(Region pointing data)
┄┄┄┄┄┄┄┄┄┄┄┄┄┄┄┄┄┄┄┄

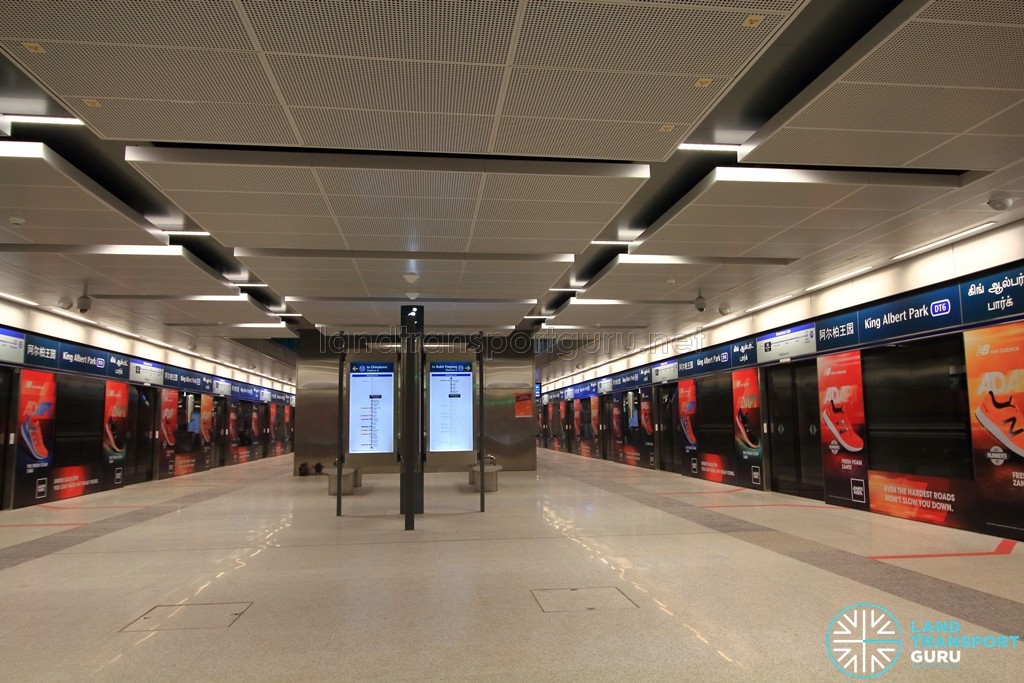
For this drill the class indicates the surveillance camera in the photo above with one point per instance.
(1000, 203)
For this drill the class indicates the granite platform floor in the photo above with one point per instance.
(583, 570)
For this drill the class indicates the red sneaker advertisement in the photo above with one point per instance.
(617, 439)
(587, 421)
(995, 386)
(206, 428)
(935, 500)
(168, 428)
(646, 437)
(687, 417)
(577, 431)
(747, 408)
(37, 397)
(274, 436)
(115, 425)
(841, 395)
(239, 453)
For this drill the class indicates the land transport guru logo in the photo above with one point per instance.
(865, 641)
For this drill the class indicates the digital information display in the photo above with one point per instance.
(371, 408)
(786, 343)
(451, 407)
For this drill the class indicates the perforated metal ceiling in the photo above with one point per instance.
(489, 117)
(538, 77)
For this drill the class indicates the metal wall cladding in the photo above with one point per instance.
(508, 370)
(316, 403)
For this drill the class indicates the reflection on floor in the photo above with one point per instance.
(675, 580)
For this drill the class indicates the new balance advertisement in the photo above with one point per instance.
(588, 416)
(841, 398)
(35, 436)
(995, 386)
(239, 441)
(687, 418)
(747, 406)
(168, 429)
(206, 423)
(115, 423)
(936, 500)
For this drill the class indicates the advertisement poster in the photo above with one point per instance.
(747, 409)
(844, 457)
(934, 500)
(646, 442)
(589, 426)
(617, 434)
(631, 428)
(206, 427)
(168, 432)
(995, 388)
(238, 451)
(687, 419)
(37, 398)
(578, 434)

┄┄┄┄┄┄┄┄┄┄┄┄┄┄┄┄┄┄┄┄

WHAT TO WORK ON:
Begin with the line that contains "For this drill the class indicates the land" and quote each line after it exactly, stopping after the last line of the data.

YOUR SOLUTION:
For this drill the class indicates the land transport guru logo in the photo above with one point per instance.
(865, 641)
For this drill the class indicates the digital information display in the photo above with one point per instance.
(371, 408)
(786, 343)
(451, 407)
For this drill the class indicates the perforated metal ceiling in the photo above with one point per instance.
(489, 117)
(538, 77)
For this drill the class indicates the metal wall cladding in the photo above with one point per instance.
(508, 370)
(316, 403)
For this drill the class indicates the reflection on floor in the photo above with one point per instance.
(675, 580)
For this drill the class indicates the new balance advertisement in the photo above with one point per instance.
(588, 416)
(841, 398)
(35, 436)
(995, 386)
(239, 441)
(687, 418)
(747, 406)
(168, 429)
(206, 423)
(115, 423)
(936, 500)
For this drill the class indicates the advertisement poster in the photo above with one point per instance.
(747, 409)
(844, 457)
(934, 500)
(646, 442)
(589, 426)
(617, 434)
(631, 428)
(206, 427)
(168, 432)
(995, 388)
(238, 451)
(687, 419)
(37, 398)
(578, 434)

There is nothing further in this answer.